What this task involves → Exactly as it appears, restate the whole listing.

□ □ □ □ □

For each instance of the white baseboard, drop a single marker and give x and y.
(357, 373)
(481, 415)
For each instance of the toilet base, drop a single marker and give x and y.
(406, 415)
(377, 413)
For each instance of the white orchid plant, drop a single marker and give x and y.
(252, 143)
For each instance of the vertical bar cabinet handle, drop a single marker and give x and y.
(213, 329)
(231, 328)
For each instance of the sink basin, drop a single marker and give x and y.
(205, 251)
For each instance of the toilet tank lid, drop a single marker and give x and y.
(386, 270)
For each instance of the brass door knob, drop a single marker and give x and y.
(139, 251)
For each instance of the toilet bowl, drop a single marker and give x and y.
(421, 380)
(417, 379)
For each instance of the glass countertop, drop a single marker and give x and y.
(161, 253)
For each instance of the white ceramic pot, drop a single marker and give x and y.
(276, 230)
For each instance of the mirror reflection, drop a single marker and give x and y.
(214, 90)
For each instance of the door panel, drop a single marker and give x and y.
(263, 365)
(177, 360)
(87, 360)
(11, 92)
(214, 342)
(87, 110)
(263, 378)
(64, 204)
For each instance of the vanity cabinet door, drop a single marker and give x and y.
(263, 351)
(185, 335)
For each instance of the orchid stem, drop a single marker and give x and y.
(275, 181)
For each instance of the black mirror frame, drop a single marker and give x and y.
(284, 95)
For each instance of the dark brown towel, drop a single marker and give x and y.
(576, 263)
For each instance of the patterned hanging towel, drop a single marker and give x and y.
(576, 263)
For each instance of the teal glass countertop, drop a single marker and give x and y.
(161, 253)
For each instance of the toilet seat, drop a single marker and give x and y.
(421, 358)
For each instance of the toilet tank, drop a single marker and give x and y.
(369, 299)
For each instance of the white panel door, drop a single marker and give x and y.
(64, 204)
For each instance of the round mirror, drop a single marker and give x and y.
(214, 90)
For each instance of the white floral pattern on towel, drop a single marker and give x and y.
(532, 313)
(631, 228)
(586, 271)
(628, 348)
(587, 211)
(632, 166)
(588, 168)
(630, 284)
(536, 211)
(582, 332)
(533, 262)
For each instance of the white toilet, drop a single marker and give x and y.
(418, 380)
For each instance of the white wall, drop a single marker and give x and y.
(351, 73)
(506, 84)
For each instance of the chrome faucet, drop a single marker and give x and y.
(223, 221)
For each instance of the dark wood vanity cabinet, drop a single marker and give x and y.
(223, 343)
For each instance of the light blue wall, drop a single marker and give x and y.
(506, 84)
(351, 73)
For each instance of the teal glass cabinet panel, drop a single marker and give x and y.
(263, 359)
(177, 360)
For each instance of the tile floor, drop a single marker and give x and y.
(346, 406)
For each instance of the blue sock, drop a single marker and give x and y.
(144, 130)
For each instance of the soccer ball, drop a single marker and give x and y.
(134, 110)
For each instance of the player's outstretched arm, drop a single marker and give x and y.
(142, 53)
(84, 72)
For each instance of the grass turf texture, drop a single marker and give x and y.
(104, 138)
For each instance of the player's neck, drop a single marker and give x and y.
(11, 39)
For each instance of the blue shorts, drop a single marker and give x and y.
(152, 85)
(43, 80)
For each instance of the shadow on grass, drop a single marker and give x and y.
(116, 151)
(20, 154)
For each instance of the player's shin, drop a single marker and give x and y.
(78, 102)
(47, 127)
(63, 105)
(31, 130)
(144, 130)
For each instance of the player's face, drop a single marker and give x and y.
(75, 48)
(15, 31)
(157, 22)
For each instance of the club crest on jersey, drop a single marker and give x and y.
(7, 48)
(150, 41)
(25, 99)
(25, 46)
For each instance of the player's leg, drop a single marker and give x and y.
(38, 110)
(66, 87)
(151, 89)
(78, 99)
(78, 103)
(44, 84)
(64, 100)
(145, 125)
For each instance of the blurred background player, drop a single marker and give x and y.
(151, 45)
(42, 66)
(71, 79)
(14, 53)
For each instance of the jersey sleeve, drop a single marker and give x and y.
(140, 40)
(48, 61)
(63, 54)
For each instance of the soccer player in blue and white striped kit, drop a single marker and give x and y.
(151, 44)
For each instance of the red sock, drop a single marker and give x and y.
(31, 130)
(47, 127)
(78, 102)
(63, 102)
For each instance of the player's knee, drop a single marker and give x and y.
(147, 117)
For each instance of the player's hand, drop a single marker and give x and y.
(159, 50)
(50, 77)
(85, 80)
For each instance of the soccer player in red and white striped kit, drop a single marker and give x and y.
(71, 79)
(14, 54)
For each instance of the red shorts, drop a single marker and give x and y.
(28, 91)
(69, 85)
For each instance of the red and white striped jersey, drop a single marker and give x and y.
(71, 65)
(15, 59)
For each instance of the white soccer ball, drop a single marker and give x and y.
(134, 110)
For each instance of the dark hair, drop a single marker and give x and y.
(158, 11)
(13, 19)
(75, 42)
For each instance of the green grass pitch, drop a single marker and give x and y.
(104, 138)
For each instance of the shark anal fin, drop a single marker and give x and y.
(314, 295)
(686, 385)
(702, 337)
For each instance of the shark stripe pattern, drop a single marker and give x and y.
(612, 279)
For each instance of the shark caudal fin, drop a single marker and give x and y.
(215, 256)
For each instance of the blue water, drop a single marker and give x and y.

□ □ □ □ □

Answer section →
For each instance of the white baseboard, drop a single marker and give x and y.
(357, 373)
(481, 415)
For each instance of the toilet base, drop a single marker and give x and y.
(406, 415)
(377, 413)
For each instance of the white orchid plant, drop a single marker and give x and y.
(252, 143)
For each instance of the vertical bar cabinet handle, drop a single marker and give x and y.
(213, 329)
(231, 328)
For each instance of the sink basin, drop a single marker and give x and y.
(205, 251)
For each instance of the toilet tank lid, drop a single marker and give x and y.
(386, 270)
For each instance of the brass door knob, drop a single marker and give x and y.
(139, 251)
For each instance of the toilet bowl, drop a single marker and give x and y.
(421, 380)
(417, 379)
For each instance of the glass countertop, drop a single marker and give x and y.
(161, 253)
For each instance of the white ceramic pot, drop a single marker and give x and y.
(276, 230)
For each instance of the mirror reflection, drop a single marker and give x and y.
(214, 90)
For each instance of the door panel, drop a single marker and give x and y.
(263, 365)
(177, 360)
(87, 360)
(11, 92)
(214, 342)
(87, 110)
(263, 378)
(64, 204)
For each instance of the vanity cabinet door, drop a single marker and give x and y.
(263, 351)
(185, 335)
For each instance of the orchid stem, drop a single marker and give x and y.
(275, 181)
For each instance of the black mirror frame, drop a single marker and give x and y.
(284, 95)
For each instance of the dark brown towel, drop a single marker and give x and y.
(576, 263)
For each instance of the patterned hanging towel, drop a single marker and give x and y.
(576, 263)
For each instance of the teal glass countertop, drop a single marker and give x and y.
(161, 253)
For each instance of the toilet seat, drop a single marker and give x and y.
(421, 358)
For each instance of the toilet tank, drop a single marker and give x and y.
(369, 299)
For each instance of the white panel door, drop a single marker and give x and y.
(64, 204)
For each instance of the round mirror, drop a single marker and give x and y.
(214, 90)
For each instance of the white floral pattern on towel, drop a single marker and give x and y.
(532, 313)
(631, 228)
(586, 271)
(628, 348)
(587, 211)
(632, 166)
(588, 168)
(630, 284)
(536, 211)
(582, 332)
(533, 262)
For each instance of the white toilet, drop a single marker and give x and y.
(418, 380)
For each instance of the white wall, drop a single marker and give x and y.
(351, 73)
(506, 84)
For each instance of the chrome faucet, drop a single marker and give x and y.
(223, 221)
For each instance of the dark wood vanity cabinet, drop a single marker and give x and y.
(223, 343)
For each instance of the light blue wall, drop a single marker and give x and y.
(506, 84)
(351, 73)
For each instance of the teal glass cabinet panel, drop a single marker and give x and y.
(263, 359)
(177, 360)
For each instance of the tile floor, drop a single marker and give x and y.
(346, 406)
For each instance of the blue sock, drop a single marker and give x and y.
(144, 130)
For each instance of the soccer ball, drop a single marker and give x and y.
(134, 110)
For each instance of the player's outstretched arm, drop a single marker and give x and y.
(142, 53)
(84, 72)
For each instance of the grass turf texture, drop a single marker and give x and y.
(104, 138)
For each instance of the player's neck, drop a single marker and give x and y.
(11, 39)
For each instance of the blue shorts, drop a single marker and give x and y.
(152, 85)
(43, 80)
For each instance of the shadow on grass, drop a single marker and give x and y.
(116, 151)
(20, 154)
For each instance of the player's shin, drop a single marker and give x and y.
(78, 102)
(47, 127)
(63, 105)
(31, 130)
(144, 130)
For each instance of the player's face, drop a single marker and give x and y.
(75, 48)
(15, 31)
(157, 22)
For each instance of the club crest on jersey, drop a single marker and give x and y.
(7, 48)
(150, 41)
(25, 99)
(25, 46)
For each instance of the player's leg, drop a single marker and give x and y.
(38, 110)
(66, 87)
(151, 89)
(78, 99)
(78, 103)
(44, 84)
(64, 100)
(145, 125)
For each instance of the blurred background player, drop a single marker and give x and y.
(151, 45)
(42, 66)
(71, 79)
(14, 53)
For each instance of the jersey sleeve, drop a single marker and give x and y.
(140, 40)
(48, 61)
(63, 54)
For each instance of the soccer player in blue and white striped kit, drop a single marker and give x and y.
(151, 44)
For each instance of the red sock, drop a single marker and give x and y.
(31, 130)
(47, 127)
(78, 102)
(63, 102)
For each instance of the player's knee, drop a single marker and give x and y.
(147, 117)
For each instance of the player's hand, drop a single marker and give x and y.
(159, 50)
(50, 77)
(85, 80)
For each instance of the soccer player in red and white striped kit, drop a single marker and give x and y.
(71, 79)
(14, 54)
For each instance of the red shorts, drop a single marker and give x and y.
(28, 91)
(69, 85)
For each instance of the red and white striped jersey, drop a single marker and give x and y.
(71, 65)
(15, 59)
For each instance of the white soccer ball, drop a single marker and give x and y.
(134, 110)
For each instance of the dark hair, drop a single marker and give x and y.
(158, 11)
(13, 19)
(75, 42)
For each instance of the green grass pitch, drop a single marker and give x and y.
(104, 138)
For each instance of the shark anal fin, drop a single marker and give x and y.
(314, 295)
(686, 385)
(702, 337)
For each instance of the shark stripe pattern, drop a single marker and give x and y.
(612, 279)
For each instance of the shark caudal fin, drop a single marker and give x and y.
(215, 256)
For each instance of the blue water, drop a single marker and give x and y.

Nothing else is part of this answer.